NFU organic forum sets out vision to ensure the sector is fit for the future

16 October 2020

Organics Agricultural Transition Plan

Andrew Burgess, chairman of the NFU organic forum, director of agriculture at Produce World and the founder of RB Organic sets out the vision for the organic forum for the next year. He writes:

The organic forum has an exciting new team in place with lots of new ideas to ensure that organic farming is built on solid foundations. We have aspirations to champion science and innovation within the organic sector, working with natural processes to find solutions to farming problems. The three key points of the vision are:

Champion science-led innovation

The first strategic point is so important to me, championing science and innovation. By profession I am a conventional agronomist, I was brought up on an intensive vegetable farm that used large amounts of artificial crop protection products. I felt there was a better way in which to farm my land which is when I moved to LEAF marque schemes. In 1997 a supermarket buyer at the time told me I had to grow a small amount of organic produce which was a scary prospect, but we had a go and it turned out we were more successful than we first imagined. My father and I started farming organically by looking backwards and using practices from many years ago. We soon found more disease in our conventional produce than the organic produce. Being an inquisitive businessman, I began to question this and started to investigate the science behind growing successful crops and the biological side of farming compared to the chemical side I had learnt during my qualification. I have found that understanding nature is very important in all aspects of farming. This can be done through science which, in turn, can help us progress to be more successful in business and help achieve environmental sustainability.
§ §
▸ **Problem to work on**
Resume the NFU organic forum article on its vision for the sector, picking up after its last sentence. The rows that come next have nothing to do with the NFU organic forum article.

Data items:
§ §
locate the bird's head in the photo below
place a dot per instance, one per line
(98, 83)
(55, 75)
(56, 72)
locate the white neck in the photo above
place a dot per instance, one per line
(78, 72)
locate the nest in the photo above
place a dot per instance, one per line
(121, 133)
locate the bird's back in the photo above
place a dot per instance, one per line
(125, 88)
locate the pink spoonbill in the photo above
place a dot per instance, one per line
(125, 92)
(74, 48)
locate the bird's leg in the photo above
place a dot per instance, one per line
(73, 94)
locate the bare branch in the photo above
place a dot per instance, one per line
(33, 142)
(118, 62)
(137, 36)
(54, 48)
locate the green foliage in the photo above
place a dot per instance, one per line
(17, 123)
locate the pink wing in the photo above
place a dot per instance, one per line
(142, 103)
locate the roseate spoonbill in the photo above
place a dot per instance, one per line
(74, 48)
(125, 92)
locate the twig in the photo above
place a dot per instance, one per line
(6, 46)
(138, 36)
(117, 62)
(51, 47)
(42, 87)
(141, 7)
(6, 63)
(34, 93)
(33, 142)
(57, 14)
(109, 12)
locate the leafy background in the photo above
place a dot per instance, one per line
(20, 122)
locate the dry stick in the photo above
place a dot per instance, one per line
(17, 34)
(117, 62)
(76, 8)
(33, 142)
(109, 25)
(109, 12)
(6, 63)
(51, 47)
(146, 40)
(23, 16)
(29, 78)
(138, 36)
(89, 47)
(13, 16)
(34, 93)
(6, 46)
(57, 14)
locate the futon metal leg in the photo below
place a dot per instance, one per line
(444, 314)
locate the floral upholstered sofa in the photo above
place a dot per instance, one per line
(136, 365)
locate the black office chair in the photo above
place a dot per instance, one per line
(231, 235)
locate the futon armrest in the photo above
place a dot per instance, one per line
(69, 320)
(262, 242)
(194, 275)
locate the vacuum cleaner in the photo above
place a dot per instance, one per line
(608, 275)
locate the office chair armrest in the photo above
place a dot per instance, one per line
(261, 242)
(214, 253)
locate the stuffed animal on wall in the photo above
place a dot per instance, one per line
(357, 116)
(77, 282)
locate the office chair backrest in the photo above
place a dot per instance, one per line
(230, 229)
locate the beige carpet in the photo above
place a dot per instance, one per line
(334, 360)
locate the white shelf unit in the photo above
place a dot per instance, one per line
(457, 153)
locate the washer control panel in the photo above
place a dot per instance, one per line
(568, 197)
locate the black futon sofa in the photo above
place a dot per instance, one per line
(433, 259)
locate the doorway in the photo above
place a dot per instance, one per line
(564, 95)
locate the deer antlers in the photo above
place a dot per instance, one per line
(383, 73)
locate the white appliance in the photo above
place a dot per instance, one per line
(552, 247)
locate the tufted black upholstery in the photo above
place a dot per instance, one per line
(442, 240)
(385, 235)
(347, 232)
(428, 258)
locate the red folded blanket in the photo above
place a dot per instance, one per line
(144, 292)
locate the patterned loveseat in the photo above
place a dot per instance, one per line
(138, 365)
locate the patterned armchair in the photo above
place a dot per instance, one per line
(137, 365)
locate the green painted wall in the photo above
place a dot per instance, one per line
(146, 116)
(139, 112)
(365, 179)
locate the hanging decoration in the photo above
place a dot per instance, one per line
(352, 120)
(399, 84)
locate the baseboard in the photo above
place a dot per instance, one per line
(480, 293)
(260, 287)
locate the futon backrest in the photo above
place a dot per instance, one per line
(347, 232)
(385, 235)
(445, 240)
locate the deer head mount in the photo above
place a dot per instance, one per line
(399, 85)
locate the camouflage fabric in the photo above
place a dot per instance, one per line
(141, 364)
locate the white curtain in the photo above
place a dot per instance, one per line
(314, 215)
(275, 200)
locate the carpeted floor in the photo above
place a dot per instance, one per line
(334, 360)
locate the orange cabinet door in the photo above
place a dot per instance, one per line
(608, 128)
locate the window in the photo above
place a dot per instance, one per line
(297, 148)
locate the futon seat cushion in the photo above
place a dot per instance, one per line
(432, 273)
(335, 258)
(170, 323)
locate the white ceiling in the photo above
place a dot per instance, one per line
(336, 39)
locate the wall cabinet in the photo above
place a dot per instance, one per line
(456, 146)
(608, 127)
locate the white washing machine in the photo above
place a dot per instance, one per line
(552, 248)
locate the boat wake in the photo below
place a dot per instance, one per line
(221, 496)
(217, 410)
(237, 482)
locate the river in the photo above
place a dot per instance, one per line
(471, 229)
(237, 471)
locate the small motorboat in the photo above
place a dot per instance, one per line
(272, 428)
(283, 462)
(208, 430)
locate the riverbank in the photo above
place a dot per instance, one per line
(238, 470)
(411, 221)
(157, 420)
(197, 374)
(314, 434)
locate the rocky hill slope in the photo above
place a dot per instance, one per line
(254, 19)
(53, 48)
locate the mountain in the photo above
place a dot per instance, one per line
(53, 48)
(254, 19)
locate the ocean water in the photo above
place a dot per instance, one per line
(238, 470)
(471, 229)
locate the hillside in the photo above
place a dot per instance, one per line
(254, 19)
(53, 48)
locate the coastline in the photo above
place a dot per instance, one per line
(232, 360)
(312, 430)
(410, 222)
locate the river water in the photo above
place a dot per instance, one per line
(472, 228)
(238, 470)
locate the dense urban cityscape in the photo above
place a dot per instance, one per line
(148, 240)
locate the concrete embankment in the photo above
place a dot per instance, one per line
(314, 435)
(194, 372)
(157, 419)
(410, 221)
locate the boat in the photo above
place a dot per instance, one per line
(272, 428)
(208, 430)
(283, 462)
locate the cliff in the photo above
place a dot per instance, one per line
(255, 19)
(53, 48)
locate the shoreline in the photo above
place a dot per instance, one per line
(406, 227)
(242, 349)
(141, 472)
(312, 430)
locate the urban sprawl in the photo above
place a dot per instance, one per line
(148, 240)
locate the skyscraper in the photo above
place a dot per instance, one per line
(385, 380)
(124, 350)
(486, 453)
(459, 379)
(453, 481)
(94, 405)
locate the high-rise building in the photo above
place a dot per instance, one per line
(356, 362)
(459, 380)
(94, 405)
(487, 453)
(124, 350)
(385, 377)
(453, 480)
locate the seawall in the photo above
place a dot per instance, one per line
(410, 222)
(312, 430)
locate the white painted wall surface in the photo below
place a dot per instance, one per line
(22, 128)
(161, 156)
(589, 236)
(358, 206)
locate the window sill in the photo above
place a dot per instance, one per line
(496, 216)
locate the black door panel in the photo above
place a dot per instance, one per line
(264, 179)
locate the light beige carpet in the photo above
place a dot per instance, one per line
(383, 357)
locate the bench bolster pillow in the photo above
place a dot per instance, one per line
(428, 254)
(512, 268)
§ §
▸ **Exercise response**
I believe the organics sector is working hard in the development of new biological practices. For example, the biological control of aphids through the introduction of predators and maintenance of habitats and margins which can be as successful as using a pesticide. I believe many of these practices will migrate into conventional farming systems. These developments should be explored and discussed among industry experts, agricultural students, and farmers alike.

An image of a field that has been spilt into two, on the left a field of vegetables and on the right a predator strip put in to reduce the impact of pests.

Defend and protect organic farming businesses

Organics can be ideological at times and the second strategic point is aiming to ensure the organic sector is led through commercial awareness and not this ideological mindset that sometimes organics can be seen for. The aim is to help create fairness in the organic supply chain which in turn helps to ensure that the market is supportive and stable for both existing farmers and new entrants to the industry. It is also important that the forum lobby for government policy to be aligned to suit the needs of the organics sector due to the large number of public goods found in organic farming. It is vital that we protect all of UK agriculture, however organics is only a very small part of what UK agriculture has to offer so it is important that the sector does not get forgotten about and deemed less important by government.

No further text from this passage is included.